WORK TO BE COMPLETED:
Repeat the rows below verbatim, beginning at the line that contains "the fan power" and stopping after the line that contains "point(696, 309)".

(Pointing records)
--- Begin ---

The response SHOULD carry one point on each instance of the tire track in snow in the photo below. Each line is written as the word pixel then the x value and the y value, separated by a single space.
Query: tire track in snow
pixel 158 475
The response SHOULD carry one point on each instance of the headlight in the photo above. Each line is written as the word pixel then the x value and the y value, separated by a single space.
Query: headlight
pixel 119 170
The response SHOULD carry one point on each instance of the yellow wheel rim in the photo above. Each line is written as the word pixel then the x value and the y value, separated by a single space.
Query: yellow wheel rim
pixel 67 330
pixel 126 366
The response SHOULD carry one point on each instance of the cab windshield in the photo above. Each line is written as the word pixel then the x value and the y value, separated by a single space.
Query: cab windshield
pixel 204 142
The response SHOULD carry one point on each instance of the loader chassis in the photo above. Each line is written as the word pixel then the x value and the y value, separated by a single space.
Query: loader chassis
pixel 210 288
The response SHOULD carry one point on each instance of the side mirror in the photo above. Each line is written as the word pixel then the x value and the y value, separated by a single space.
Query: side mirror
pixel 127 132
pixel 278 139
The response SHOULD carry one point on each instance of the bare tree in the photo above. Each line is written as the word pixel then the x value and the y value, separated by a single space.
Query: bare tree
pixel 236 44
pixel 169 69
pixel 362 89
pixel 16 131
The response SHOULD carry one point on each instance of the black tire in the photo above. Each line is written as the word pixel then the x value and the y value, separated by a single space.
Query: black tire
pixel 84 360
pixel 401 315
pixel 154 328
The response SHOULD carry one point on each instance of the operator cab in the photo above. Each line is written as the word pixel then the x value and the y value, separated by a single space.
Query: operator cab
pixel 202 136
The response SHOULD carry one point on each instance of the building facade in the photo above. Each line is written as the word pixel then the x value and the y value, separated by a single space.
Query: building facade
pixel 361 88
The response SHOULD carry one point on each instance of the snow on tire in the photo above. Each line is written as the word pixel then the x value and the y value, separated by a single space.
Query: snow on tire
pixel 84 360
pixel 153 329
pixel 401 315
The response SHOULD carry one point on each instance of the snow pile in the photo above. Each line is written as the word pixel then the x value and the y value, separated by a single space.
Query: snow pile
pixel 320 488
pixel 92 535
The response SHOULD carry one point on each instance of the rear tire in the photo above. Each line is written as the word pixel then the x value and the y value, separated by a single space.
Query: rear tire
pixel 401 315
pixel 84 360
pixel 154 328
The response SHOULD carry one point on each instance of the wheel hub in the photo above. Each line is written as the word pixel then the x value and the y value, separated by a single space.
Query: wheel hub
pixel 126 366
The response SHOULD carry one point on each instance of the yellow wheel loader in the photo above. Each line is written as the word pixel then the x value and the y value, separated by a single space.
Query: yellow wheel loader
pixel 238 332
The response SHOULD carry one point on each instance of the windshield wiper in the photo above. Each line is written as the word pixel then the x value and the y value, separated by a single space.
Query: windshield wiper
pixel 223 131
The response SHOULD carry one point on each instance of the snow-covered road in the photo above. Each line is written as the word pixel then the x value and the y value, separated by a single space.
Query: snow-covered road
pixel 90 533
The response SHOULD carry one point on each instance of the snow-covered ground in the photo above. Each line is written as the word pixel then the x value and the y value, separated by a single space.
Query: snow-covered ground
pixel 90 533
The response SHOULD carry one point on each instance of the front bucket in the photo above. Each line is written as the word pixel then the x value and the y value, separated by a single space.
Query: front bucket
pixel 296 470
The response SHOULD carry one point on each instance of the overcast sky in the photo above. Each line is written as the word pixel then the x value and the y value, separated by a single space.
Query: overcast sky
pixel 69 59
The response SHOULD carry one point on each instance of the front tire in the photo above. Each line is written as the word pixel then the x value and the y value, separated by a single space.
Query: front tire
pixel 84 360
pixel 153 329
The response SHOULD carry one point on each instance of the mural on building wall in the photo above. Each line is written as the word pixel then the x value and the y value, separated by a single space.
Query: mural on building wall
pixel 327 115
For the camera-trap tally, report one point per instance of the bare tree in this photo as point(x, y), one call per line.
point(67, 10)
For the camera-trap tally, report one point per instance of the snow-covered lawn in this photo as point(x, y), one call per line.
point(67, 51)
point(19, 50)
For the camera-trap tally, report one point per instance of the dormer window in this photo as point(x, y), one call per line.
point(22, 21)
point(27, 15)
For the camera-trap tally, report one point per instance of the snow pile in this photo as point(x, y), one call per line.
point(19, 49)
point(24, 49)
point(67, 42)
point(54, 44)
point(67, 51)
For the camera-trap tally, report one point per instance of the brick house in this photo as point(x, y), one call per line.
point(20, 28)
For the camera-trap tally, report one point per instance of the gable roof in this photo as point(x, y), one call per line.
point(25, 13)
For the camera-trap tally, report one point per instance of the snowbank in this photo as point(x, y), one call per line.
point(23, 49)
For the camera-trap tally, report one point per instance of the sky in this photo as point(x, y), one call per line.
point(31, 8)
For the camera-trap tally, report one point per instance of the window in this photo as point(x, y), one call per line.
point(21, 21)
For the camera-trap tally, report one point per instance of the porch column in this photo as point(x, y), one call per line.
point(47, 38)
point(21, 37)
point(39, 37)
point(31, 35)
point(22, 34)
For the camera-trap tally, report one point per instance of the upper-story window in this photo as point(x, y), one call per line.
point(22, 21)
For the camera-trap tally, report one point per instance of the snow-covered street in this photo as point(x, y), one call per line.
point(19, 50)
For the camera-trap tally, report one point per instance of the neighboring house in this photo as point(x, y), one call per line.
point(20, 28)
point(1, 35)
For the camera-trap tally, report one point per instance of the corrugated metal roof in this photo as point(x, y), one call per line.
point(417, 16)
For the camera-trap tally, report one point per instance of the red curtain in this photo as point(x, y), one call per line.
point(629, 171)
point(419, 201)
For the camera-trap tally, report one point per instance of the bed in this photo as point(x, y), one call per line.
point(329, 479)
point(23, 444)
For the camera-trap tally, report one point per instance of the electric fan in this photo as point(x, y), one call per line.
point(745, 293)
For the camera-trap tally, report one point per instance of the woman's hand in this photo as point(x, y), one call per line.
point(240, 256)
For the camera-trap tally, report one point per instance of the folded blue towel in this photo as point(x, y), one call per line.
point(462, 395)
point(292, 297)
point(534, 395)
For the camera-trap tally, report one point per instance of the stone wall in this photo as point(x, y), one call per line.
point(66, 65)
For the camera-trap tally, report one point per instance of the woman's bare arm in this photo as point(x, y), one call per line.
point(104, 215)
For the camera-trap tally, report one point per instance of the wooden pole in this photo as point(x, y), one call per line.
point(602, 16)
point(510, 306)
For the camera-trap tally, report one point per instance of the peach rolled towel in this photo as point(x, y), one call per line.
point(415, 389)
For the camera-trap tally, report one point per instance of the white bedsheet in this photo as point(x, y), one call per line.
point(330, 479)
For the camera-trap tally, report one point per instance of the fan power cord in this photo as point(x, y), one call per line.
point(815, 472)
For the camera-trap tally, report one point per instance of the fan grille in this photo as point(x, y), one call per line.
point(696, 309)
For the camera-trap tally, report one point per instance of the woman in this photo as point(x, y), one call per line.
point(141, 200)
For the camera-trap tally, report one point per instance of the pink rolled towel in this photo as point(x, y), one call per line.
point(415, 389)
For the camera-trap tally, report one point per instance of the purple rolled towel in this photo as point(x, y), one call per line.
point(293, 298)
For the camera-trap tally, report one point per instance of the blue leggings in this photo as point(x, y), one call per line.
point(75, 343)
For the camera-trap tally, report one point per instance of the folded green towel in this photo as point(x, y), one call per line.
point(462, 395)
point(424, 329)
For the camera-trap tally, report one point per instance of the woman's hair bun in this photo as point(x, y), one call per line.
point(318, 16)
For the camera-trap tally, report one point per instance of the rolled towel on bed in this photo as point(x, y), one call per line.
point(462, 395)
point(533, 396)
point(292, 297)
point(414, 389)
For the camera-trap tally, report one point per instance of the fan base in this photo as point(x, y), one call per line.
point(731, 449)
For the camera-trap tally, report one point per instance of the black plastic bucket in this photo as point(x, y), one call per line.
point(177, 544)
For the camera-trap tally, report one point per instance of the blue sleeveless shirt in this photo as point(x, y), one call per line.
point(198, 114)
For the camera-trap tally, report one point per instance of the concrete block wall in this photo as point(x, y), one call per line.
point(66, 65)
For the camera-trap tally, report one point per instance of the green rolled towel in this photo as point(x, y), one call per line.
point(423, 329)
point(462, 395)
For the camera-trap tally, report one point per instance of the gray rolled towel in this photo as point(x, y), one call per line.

--- End ---

SOLUTION TO THE PROBLEM:
For the camera-trap tally, report one point per instance of the fan power cord in this photo as point(x, y), one call per line.
point(815, 472)
For the camera-trap tally, report one point per instance of the fan grille in this photo as point(x, y), one call per line.
point(696, 309)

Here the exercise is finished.